> DESCRIPTION OF THE TASK: Copy the records below character for character.

> RECORDS TO PROCESS:
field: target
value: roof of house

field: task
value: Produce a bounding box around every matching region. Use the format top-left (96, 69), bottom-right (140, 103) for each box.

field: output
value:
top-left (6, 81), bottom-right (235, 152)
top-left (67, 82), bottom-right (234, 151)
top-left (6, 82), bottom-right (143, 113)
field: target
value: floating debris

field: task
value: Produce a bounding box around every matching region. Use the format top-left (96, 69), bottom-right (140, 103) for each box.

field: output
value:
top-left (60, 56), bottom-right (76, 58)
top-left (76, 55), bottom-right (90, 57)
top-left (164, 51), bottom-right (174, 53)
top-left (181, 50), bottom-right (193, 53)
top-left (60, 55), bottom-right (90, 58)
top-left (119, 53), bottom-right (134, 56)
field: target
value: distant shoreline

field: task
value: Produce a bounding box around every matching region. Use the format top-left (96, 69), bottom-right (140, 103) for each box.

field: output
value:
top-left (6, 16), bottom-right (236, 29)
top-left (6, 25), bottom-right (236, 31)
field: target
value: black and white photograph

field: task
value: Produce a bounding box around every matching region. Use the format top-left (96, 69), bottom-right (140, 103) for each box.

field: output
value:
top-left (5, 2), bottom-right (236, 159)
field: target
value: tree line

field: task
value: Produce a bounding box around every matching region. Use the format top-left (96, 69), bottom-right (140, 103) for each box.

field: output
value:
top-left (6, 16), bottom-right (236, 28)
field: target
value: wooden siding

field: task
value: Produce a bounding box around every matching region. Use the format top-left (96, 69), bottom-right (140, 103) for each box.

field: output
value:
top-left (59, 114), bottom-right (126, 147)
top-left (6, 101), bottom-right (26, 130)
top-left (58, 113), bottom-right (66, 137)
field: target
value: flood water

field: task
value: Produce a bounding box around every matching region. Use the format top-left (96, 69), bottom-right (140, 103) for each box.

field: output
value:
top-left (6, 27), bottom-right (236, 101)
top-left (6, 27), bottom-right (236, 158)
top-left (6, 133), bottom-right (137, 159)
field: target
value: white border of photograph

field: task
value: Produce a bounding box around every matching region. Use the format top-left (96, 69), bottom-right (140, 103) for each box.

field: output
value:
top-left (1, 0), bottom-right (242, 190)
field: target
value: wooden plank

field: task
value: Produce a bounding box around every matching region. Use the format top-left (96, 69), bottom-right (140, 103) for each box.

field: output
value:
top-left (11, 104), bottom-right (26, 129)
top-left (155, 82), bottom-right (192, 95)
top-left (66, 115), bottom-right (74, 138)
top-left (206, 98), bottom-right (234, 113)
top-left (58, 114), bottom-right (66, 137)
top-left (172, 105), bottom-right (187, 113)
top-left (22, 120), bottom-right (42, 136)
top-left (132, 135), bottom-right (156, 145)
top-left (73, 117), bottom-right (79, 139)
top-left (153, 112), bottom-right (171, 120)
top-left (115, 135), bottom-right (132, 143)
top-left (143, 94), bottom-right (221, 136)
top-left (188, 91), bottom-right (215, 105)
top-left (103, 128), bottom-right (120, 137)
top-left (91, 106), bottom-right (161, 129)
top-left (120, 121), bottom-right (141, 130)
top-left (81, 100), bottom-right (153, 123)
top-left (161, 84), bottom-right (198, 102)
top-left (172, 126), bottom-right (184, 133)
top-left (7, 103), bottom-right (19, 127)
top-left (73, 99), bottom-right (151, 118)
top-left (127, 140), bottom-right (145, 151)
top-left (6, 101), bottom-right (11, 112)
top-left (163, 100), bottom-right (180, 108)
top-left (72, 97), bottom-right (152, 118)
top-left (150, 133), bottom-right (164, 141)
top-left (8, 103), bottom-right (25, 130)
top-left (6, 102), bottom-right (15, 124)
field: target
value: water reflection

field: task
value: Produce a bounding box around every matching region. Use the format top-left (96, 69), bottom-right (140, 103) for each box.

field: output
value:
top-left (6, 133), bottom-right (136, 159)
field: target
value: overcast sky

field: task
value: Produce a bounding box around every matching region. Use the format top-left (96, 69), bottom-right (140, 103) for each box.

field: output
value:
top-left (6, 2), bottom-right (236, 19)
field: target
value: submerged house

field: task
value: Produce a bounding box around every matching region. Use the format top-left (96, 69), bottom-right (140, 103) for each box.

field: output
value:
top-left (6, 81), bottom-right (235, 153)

> ANSWER BOX:
field: target
value: roof of house

field: task
value: Produce a bounding box around every matching region. Use the format top-left (96, 69), bottom-right (140, 103) for each box.

field: output
value:
top-left (6, 81), bottom-right (235, 152)
top-left (67, 82), bottom-right (234, 151)
top-left (6, 82), bottom-right (143, 113)
field: target
value: floating debris

field: task
value: Produce a bounding box around every matching region. Use the format top-left (96, 69), bottom-right (140, 103) for each box.

field: output
value:
top-left (60, 56), bottom-right (76, 58)
top-left (76, 55), bottom-right (90, 57)
top-left (164, 51), bottom-right (174, 53)
top-left (181, 50), bottom-right (193, 53)
top-left (60, 55), bottom-right (90, 58)
top-left (119, 53), bottom-right (134, 56)
field: target
value: distant shoreline

field: task
value: Produce a bounding box around every matching region. Use the format top-left (96, 69), bottom-right (140, 103) for each box.

field: output
value:
top-left (6, 16), bottom-right (236, 29)
top-left (6, 25), bottom-right (236, 31)
field: target
value: black and white photograph

field: task
value: Produce a bounding box around every matching region. Use the format top-left (96, 69), bottom-right (140, 103) for each box.

field: output
value:
top-left (5, 2), bottom-right (236, 159)
field: target
value: tree line

field: task
value: Produce a bounding box around every matching region. Use the format top-left (96, 69), bottom-right (140, 103) for each box.

field: output
value:
top-left (6, 16), bottom-right (236, 28)
field: target
value: wooden siding

field: task
value: Produce a bounding box around every matching region. Use the format top-left (96, 69), bottom-right (140, 103) for each box.

field: output
value:
top-left (59, 114), bottom-right (126, 147)
top-left (6, 101), bottom-right (26, 130)
top-left (58, 113), bottom-right (66, 137)
field: target
value: flood water

field: task
value: Produce a bounding box around every matching region. Use the format top-left (96, 69), bottom-right (140, 103) for each box.

field: output
value:
top-left (6, 27), bottom-right (236, 101)
top-left (6, 27), bottom-right (236, 158)
top-left (6, 133), bottom-right (137, 159)
field: target
value: white border of photograph

field: task
value: Produce a bounding box around every matching region. Use the format top-left (96, 69), bottom-right (140, 103) for each box.

field: output
value:
top-left (1, 0), bottom-right (242, 190)
field: target
value: wooden plank

field: task
value: Produce a bounding box around every matching region. Use the format top-left (96, 69), bottom-right (140, 103) for each box.

field: output
value:
top-left (11, 104), bottom-right (26, 129)
top-left (155, 82), bottom-right (192, 95)
top-left (66, 115), bottom-right (74, 138)
top-left (206, 98), bottom-right (234, 113)
top-left (58, 114), bottom-right (66, 137)
top-left (172, 105), bottom-right (187, 113)
top-left (22, 120), bottom-right (42, 136)
top-left (132, 135), bottom-right (156, 145)
top-left (73, 117), bottom-right (79, 139)
top-left (153, 112), bottom-right (171, 120)
top-left (115, 135), bottom-right (132, 143)
top-left (143, 94), bottom-right (221, 136)
top-left (188, 91), bottom-right (215, 105)
top-left (103, 128), bottom-right (120, 137)
top-left (91, 106), bottom-right (161, 129)
top-left (120, 121), bottom-right (141, 130)
top-left (81, 100), bottom-right (153, 123)
top-left (161, 84), bottom-right (198, 102)
top-left (172, 126), bottom-right (184, 133)
top-left (7, 103), bottom-right (19, 127)
top-left (73, 99), bottom-right (151, 118)
top-left (127, 140), bottom-right (145, 151)
top-left (6, 101), bottom-right (11, 112)
top-left (163, 100), bottom-right (180, 108)
top-left (72, 97), bottom-right (152, 118)
top-left (150, 133), bottom-right (164, 141)
top-left (8, 103), bottom-right (25, 130)
top-left (6, 102), bottom-right (15, 124)
field: target
value: water reflection

field: task
value: Produce a bounding box around every matching region. Use the format top-left (96, 69), bottom-right (140, 103) for each box.

field: output
value:
top-left (6, 133), bottom-right (136, 159)
field: target
value: overcast sky

field: task
value: Produce a bounding box around every matching region. Use the format top-left (96, 69), bottom-right (140, 103) for each box.

field: output
value:
top-left (6, 2), bottom-right (236, 19)
field: target
value: submerged house

field: task
value: Produce a bounding box around every matching region. Use the format top-left (96, 69), bottom-right (140, 103) for each box.

field: output
value:
top-left (6, 81), bottom-right (235, 153)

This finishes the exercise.